SELECTED EXTRACT =
(begin)

Work programs intended in part to keep prisoners mentally healthy, a simple, practical form of rehabilitation, have existed as long as Cañon City’s principal prison. “Convicts during confinement need constant employment to keep from destruction and degradation,” writes an 1896 warden. But early rehabilitation programs extended beyond time-consuming and economically productive labor to education for inmates. In 1882 the chaplain of the newly renamed Colorado State Penitentiary began a night school available to prisoners with good behavior records. The program’s purpose was straightforward: to provide inmates with the skills they would need after they returned to ordinary society, where literacy and math were key to employment.
True to the warden’s word, efforts were made to provide educational opportunities to inmates. Overall progress was “excellent” according to the chaplain who taught, and illiterates and non-English speakers made “extraordinary” leaps and bounds, progressing from “entire ignorance of letters” to a second or third-grade reading level in the span of a single quarter. The prison’s administration even in the early 1880s evidently believed strongly in its inmates’ ability to change, and was deeply concerned with their well-being. Early rehabilitation programs then grew as prison funding did. By 1896 Warden Tynan was suggesting a rehabilitation program providing cash start-up funds for those reintegrating into society, as “the truly repentant should be given assistance in some manner, until he has strength enough morally and physically to stand alone.” In this same report, the warden noted that “The school and library, under the able care of Chaplain Bake, are an aid to the discipline and progress that cannot be overestimated, and have afforded a remarkable stimulus to individual development.” Mention of the school reveals early ideas about this method of rehabilitation in prison. Far from existing purely as an institution of punishment, Cañon’s major prison even in the late nineteenth century was committed at least in part to the humanitarian ideals of change and personal reform. Its rehabilitative night school expressed institutional commitment to granting struggling inmates the same opportunities as those outside of prison walls. Rehabilitation helped inmates rise above criminality by helping them, in the characteristic language of the period “progress.”

(end)

DIRECTIVE = Can you print the prison rehabilitation passage word for word, between "Work programs intended" and "key to employment.", inclusive? The material after this has nothing to do with the prison rehabilitation passage.

SUPPLIED MATERIAL =

(begin)

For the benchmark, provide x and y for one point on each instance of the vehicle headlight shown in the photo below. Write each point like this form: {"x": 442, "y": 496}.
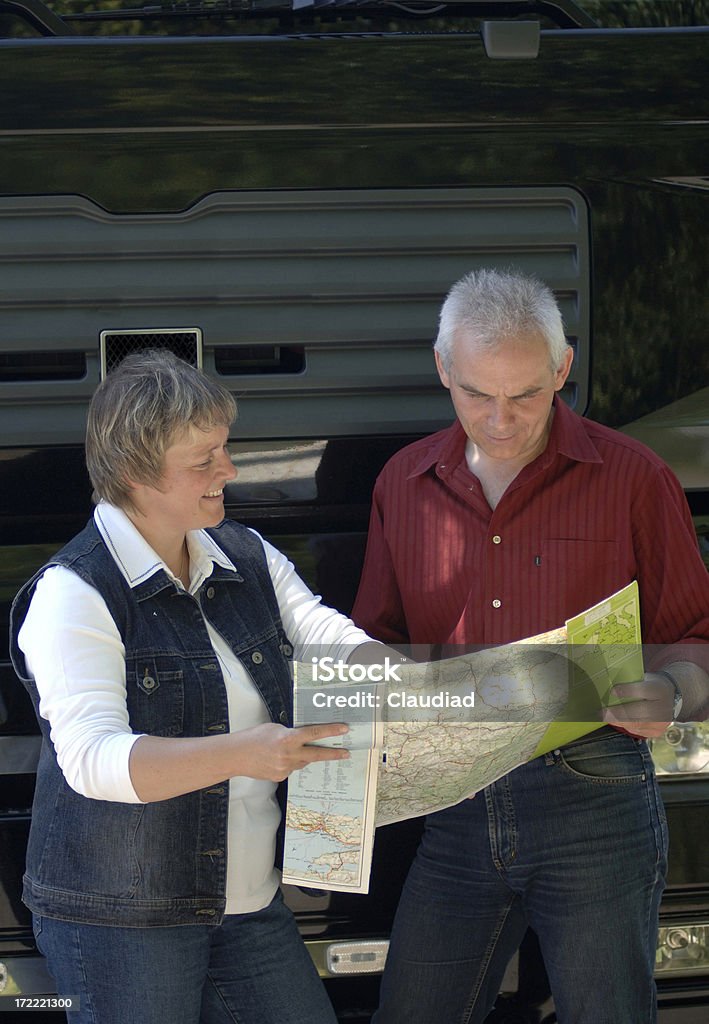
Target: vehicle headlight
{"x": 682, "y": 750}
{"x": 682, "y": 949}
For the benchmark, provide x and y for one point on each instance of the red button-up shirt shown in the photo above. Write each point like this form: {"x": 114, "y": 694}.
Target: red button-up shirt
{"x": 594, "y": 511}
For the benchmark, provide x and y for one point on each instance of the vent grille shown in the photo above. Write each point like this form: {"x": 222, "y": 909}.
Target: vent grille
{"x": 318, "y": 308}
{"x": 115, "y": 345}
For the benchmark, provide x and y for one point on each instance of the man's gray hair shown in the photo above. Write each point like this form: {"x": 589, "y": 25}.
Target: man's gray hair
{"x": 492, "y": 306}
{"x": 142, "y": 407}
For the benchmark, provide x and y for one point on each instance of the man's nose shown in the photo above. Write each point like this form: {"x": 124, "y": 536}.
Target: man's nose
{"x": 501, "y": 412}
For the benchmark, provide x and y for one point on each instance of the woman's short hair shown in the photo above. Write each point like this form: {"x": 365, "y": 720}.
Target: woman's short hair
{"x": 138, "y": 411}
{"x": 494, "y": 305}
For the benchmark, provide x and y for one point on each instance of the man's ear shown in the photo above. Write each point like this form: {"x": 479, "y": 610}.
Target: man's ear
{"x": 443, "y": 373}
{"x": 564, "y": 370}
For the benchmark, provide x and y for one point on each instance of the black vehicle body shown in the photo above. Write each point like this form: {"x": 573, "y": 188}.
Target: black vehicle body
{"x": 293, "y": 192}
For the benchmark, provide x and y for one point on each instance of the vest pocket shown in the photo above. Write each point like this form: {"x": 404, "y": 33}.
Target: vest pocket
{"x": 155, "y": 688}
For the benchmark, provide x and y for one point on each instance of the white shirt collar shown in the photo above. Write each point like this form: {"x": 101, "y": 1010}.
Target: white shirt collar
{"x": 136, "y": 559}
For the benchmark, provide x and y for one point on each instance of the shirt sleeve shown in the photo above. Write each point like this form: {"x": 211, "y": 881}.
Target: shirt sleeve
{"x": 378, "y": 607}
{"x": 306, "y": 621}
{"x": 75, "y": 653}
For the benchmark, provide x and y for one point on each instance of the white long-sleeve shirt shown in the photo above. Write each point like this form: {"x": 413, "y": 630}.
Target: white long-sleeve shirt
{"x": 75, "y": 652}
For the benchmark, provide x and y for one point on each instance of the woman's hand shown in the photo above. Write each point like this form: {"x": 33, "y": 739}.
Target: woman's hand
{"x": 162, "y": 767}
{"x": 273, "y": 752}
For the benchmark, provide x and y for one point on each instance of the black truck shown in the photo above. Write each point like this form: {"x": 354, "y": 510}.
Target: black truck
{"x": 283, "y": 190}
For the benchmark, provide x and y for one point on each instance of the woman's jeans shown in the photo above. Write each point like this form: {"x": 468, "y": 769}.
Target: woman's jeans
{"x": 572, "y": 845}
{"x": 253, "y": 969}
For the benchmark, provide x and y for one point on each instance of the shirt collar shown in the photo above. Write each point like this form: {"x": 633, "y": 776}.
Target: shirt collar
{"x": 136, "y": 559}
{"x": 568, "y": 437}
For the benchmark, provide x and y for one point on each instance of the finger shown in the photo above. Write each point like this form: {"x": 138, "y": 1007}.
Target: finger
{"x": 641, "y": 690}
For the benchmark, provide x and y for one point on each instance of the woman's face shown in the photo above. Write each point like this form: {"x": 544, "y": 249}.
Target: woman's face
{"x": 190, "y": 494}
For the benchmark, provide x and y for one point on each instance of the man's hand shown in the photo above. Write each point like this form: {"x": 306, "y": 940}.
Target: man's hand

(end)

WRITTEN SOLUTION =
Work programs intended in part to keep prisoners mentally healthy, a simple, practical form of rehabilitation, have existed as long as Cañon City’s principal prison. “Convicts during confinement need constant employment to keep from destruction and degradation,” writes an 1896 warden. But early rehabilitation programs extended beyond time-consuming and economically productive labor to education for inmates. In 1882 the chaplain of the newly renamed Colorado State Penitentiary began a night school available to prisoners with good behavior records. The program’s purpose was straightforward: to provide inmates with the skills they would need after they returned to ordinary society, where literacy and math were key to employment.